◆ SUPPLIED INFORMATION ◆
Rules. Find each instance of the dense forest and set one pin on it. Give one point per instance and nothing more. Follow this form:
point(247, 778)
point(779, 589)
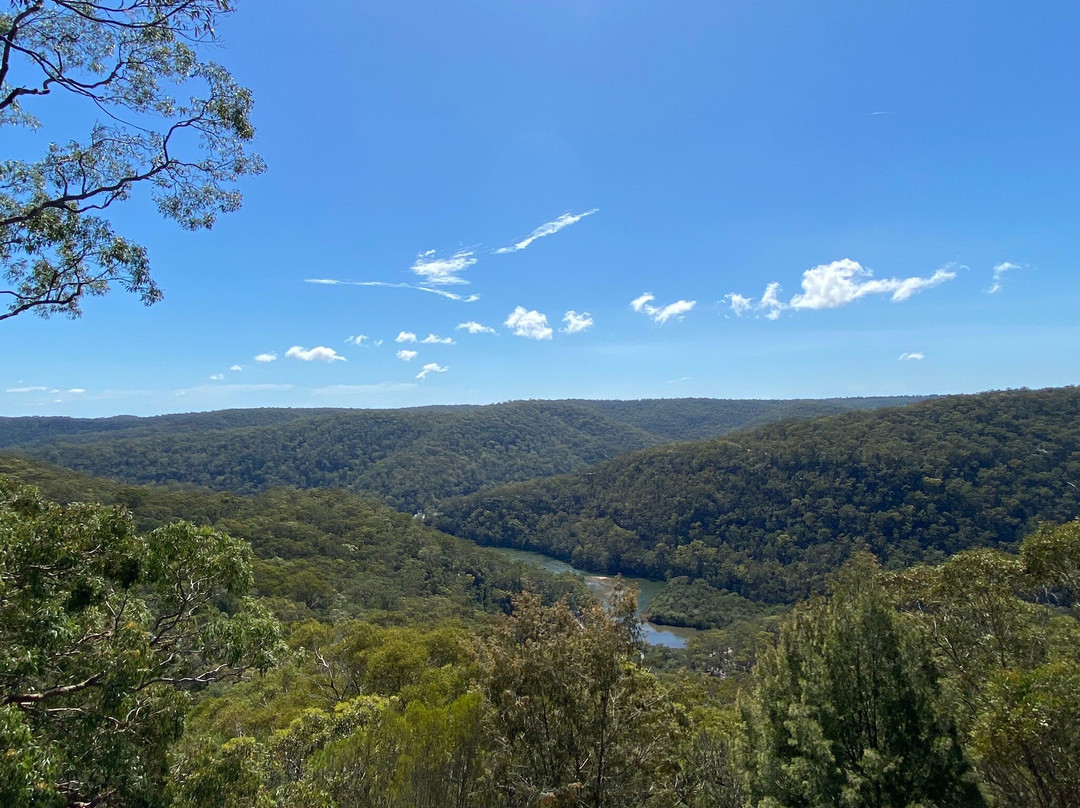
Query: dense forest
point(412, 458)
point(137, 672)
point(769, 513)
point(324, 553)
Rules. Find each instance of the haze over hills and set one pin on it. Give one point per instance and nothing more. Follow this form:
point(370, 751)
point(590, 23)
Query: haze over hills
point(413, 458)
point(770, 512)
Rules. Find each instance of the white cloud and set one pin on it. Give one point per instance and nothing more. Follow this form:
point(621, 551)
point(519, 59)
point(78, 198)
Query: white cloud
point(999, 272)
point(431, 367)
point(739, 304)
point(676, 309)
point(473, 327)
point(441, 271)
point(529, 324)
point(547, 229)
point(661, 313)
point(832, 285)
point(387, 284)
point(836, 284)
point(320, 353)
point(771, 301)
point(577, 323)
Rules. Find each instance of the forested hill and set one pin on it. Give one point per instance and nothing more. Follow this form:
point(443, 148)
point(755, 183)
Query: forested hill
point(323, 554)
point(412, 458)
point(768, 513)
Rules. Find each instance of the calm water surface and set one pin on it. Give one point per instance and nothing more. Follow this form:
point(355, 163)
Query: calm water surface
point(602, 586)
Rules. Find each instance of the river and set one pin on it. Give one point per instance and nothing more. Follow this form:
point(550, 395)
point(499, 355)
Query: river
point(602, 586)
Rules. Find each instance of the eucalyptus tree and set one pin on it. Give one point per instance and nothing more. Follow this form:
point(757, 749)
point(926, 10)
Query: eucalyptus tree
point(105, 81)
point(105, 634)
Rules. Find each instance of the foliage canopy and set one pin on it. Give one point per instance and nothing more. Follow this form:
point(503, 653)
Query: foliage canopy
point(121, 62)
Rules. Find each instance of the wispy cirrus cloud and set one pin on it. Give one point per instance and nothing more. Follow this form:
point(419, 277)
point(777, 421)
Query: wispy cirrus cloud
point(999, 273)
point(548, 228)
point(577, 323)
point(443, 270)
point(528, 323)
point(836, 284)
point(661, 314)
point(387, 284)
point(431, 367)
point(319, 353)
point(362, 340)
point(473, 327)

==

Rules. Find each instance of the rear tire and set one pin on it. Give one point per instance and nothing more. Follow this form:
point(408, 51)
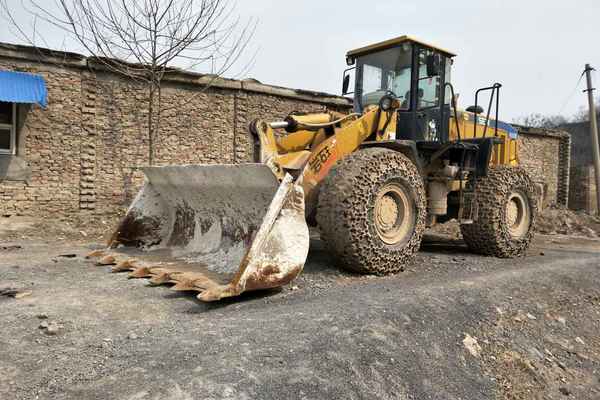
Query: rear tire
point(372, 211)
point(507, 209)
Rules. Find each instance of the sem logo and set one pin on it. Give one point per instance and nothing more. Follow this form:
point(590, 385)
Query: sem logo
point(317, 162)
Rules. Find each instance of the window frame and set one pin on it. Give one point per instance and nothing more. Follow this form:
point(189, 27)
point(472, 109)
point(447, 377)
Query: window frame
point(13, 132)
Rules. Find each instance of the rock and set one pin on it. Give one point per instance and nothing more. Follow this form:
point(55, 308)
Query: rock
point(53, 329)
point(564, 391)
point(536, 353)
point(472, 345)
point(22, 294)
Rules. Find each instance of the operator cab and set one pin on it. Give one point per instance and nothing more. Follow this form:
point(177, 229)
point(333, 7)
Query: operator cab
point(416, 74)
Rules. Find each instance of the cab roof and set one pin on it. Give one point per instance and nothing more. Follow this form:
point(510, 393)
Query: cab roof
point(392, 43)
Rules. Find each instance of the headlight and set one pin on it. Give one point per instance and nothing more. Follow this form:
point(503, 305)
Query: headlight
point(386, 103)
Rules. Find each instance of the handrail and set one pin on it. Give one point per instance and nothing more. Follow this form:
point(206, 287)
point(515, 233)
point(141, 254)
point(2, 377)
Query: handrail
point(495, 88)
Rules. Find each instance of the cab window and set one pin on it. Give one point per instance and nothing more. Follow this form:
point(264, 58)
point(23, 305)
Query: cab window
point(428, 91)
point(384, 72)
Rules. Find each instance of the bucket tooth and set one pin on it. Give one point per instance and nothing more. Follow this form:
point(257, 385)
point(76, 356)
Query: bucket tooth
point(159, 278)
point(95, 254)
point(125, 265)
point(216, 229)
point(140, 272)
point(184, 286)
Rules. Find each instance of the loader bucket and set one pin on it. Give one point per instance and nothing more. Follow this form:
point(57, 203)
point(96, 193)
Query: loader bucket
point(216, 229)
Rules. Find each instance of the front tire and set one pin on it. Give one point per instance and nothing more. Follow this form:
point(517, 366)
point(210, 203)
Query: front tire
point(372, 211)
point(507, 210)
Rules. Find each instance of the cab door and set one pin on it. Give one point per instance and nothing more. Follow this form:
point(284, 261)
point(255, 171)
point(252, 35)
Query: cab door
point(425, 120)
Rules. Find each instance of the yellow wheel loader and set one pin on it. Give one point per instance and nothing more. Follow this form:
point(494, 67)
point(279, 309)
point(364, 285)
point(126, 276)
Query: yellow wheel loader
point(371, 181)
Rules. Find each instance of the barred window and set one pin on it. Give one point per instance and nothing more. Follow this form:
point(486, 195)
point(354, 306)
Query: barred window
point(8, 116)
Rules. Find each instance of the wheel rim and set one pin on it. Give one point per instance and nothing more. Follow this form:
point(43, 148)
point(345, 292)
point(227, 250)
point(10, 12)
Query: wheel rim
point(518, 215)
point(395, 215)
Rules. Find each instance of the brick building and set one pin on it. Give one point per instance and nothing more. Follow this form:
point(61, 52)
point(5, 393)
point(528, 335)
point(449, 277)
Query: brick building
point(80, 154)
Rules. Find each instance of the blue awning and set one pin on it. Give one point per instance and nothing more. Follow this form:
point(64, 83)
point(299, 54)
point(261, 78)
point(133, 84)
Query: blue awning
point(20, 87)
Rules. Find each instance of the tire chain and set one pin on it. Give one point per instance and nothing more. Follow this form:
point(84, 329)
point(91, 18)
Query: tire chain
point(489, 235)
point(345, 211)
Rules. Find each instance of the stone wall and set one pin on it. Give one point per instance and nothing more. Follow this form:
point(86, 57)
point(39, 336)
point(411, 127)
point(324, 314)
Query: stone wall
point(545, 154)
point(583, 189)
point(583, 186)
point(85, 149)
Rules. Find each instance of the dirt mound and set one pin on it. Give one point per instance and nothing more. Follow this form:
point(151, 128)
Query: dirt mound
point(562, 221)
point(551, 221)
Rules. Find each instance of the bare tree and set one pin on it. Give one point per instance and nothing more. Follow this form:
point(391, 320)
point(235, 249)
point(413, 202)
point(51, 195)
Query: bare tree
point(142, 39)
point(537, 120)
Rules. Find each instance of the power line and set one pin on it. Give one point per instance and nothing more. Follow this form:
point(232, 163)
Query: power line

---

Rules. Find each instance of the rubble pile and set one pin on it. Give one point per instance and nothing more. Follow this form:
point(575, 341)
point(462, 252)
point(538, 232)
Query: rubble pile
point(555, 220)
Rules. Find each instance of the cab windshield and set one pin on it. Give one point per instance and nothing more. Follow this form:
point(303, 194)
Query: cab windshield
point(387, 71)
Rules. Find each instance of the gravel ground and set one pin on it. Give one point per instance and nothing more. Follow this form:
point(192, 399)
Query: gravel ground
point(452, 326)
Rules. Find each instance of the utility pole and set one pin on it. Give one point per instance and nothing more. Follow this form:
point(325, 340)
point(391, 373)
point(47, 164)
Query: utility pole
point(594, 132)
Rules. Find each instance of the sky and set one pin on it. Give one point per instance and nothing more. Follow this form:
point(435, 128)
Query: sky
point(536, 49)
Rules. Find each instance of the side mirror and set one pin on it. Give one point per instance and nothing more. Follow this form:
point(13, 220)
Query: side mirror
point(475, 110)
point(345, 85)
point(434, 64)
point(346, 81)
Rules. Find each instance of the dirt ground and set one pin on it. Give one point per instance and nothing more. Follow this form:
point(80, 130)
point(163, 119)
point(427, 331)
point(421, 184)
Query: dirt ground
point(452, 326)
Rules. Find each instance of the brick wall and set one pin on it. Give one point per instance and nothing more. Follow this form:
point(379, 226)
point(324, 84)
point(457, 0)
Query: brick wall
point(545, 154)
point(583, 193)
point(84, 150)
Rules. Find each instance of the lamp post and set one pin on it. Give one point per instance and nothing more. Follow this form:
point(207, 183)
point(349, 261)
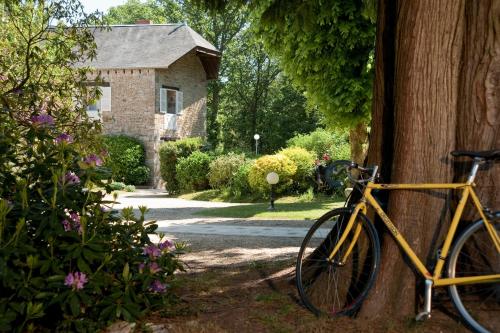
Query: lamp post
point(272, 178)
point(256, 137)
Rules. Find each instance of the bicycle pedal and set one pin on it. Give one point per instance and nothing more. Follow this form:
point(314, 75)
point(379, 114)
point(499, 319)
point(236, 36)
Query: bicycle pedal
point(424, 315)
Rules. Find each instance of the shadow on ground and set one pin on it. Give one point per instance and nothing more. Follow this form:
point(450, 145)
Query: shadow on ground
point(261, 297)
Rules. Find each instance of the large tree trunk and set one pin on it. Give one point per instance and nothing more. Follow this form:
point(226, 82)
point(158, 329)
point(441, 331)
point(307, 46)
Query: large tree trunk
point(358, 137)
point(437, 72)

◆ WORK TO COMPLETE ◆
If a line in the material holds "power", copy it.

◆ EXERCISE RESPONSE ◆
Rules. Find each instance of the power line and set one pin on it. Give one point per instance and nothing more. Follow this form:
Query: power line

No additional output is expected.